## [GIVEN PASSAGE]

‘Killers Of The Flower Moon’ review: Martin Scorsese’s heartbreaking true crime chiller

Native American genocide makes for the director's most macabre movie yet

Martin Scorsese is arguably the greatest living filmmaker, with a body of work spanning more than five decades that includes stone-cold classics such as Taxi Driver, Raging Bull and Goodfellas. As a result, every new Scorsese film is justifiably anticipated – and his new one even more so.

Starring Leonardo DiCaprio and Robert De Niro in a Scorsese movie for the first time, Killers Of The Flower Moon – which premiered at Cannes film festival this month – is set in Osage County, Oklahoma. It’s an area named after the Osage Nation, a Native American tribe who discovered oil on their land in the early 20th century. That oil made them the richest people per capita in America by the 1920s. Sadly, opportunistic white Americans exploited this new wealth by manipulating the Osage people and murdering them on a large scale to steal their assets.

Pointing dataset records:
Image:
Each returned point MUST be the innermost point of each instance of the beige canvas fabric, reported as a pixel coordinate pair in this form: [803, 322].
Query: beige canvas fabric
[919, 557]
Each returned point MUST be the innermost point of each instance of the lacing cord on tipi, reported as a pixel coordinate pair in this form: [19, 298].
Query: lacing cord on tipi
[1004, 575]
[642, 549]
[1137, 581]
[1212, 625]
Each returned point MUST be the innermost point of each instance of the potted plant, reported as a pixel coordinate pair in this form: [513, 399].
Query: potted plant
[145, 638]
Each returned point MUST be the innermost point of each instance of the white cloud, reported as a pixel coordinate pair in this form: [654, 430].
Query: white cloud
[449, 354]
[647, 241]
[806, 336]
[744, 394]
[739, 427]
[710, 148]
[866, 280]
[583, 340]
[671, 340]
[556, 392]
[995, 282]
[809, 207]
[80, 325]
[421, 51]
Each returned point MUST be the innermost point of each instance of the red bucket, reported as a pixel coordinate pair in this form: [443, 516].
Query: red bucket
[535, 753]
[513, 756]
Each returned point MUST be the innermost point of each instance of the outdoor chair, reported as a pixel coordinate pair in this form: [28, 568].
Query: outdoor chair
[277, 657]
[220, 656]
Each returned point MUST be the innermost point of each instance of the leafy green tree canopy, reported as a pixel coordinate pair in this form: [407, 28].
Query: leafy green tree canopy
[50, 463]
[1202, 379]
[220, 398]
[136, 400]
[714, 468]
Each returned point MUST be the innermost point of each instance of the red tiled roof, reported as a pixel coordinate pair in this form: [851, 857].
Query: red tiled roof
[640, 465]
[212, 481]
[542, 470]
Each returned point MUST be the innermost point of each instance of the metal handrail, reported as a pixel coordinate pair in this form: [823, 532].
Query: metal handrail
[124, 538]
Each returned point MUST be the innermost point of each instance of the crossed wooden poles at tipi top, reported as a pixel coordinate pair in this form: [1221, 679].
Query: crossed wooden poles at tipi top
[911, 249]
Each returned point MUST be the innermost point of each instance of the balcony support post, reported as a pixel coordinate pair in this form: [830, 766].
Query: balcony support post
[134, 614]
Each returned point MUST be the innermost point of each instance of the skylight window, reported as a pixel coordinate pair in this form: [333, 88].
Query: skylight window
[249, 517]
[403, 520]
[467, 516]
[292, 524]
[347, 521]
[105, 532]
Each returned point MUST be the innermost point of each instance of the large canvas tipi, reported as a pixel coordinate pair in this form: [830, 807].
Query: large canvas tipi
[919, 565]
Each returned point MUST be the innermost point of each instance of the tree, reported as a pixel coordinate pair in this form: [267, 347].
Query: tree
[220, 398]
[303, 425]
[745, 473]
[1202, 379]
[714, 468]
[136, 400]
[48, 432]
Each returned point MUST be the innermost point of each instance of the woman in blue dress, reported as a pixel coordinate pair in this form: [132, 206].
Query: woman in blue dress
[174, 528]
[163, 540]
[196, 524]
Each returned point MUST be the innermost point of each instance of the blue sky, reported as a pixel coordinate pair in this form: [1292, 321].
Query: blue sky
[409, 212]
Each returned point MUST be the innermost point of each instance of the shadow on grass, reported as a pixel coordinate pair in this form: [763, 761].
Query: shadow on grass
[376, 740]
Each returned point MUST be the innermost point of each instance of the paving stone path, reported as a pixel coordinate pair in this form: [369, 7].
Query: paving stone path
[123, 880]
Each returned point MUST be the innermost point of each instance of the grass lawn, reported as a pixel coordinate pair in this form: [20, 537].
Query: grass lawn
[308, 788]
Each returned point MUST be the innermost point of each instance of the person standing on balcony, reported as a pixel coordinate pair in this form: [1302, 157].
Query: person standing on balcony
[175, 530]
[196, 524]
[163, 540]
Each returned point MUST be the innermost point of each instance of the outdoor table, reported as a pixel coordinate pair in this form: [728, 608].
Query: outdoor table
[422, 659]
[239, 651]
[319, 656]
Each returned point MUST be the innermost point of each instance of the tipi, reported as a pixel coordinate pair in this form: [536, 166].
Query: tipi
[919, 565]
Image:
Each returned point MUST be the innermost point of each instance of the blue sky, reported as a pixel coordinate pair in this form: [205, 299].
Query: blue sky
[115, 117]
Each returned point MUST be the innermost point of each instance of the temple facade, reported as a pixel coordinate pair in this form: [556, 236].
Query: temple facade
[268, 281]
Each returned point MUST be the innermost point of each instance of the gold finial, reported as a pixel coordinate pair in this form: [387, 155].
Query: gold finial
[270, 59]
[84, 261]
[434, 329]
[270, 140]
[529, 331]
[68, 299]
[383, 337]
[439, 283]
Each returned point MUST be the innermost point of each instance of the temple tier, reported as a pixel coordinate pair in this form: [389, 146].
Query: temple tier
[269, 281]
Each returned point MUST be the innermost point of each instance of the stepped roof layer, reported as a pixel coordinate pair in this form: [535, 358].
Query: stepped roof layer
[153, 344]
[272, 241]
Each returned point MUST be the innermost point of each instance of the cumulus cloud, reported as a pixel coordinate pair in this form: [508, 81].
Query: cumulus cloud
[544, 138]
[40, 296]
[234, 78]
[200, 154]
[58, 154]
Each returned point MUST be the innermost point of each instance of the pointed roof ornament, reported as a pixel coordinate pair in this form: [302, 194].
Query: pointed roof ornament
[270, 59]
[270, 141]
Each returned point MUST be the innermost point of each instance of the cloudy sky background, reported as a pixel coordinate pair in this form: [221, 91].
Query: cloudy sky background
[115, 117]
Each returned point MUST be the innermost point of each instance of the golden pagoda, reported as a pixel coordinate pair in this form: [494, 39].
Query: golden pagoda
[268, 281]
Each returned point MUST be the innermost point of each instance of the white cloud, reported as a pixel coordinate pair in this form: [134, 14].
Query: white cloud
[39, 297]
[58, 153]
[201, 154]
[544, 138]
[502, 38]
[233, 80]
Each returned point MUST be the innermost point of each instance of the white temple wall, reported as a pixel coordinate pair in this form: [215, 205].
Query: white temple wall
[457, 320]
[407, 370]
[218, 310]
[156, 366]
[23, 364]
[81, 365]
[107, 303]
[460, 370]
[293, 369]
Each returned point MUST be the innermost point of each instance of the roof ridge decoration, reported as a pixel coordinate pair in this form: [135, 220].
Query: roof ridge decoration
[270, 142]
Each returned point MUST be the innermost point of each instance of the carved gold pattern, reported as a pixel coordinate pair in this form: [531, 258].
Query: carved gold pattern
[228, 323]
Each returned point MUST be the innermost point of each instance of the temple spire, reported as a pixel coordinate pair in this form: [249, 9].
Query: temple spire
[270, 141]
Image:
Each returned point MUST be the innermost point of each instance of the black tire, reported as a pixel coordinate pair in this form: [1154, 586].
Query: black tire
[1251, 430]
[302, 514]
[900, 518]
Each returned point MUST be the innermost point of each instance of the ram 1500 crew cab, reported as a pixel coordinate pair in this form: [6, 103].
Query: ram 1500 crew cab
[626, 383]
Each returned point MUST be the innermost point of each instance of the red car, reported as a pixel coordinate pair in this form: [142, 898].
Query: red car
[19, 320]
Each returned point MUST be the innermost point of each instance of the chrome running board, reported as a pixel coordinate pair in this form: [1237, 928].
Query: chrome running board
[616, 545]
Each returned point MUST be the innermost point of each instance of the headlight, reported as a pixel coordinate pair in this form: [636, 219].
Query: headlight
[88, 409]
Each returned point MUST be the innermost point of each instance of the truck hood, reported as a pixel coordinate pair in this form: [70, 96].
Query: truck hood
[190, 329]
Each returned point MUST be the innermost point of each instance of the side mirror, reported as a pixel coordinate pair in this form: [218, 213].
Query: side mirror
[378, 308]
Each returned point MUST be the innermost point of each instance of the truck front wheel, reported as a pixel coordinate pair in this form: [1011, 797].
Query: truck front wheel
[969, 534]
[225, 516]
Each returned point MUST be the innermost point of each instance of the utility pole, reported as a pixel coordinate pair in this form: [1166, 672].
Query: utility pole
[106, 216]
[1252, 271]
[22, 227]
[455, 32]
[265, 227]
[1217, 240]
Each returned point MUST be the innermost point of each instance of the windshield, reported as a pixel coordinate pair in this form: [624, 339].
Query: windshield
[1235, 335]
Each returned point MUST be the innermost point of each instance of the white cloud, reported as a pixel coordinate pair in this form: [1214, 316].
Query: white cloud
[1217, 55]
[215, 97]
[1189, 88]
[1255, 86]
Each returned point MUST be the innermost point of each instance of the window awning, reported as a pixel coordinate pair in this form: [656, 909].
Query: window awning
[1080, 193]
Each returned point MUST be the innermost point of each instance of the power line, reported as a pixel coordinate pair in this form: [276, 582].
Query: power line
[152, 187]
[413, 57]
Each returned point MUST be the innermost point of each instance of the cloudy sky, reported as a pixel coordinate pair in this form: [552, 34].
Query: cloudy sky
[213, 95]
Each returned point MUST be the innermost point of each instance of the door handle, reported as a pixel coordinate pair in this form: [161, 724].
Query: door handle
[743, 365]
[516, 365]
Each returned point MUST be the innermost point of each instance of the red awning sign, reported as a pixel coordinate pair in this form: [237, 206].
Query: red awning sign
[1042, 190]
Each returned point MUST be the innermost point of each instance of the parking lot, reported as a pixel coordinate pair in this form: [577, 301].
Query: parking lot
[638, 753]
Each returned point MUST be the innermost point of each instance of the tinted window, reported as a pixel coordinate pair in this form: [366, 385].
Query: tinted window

## [TASK INSTRUCTIONS]
Pick up the Killers Of The Flower Moon review where it leaves off and write what comes next.

## [RESULT OF THE TASK]
The film focuses on two men who were real figures during this shameful period of American history. That’s local cattle baron Bill Hale (De Niro) and his nephew Ernest Burkhart (DiCaprio). We meet them when Ernest has returned from war to a job chauffeuring rich Osage people about the place. While on shift, he meets and quickly falls in love with charismatic Osage woman Mollie (Lily Gladstone). From the start of their relationship, Bill – known to many local white and Native people as “King Hale” because of his prominence – suggests that he and Ernest should make sure Mollie’s wealth is ‘safe’ and that her family are not taken advantage of. This really means that gradually, Mollie’s family should be killed off for Bill and Ernest to take their money. It’s a heartbreaking story and all the more brutal for its surface-level simplicity. Its complexity lies in the sinister ways a network of local criminals goes about conning and then killing the Osage community.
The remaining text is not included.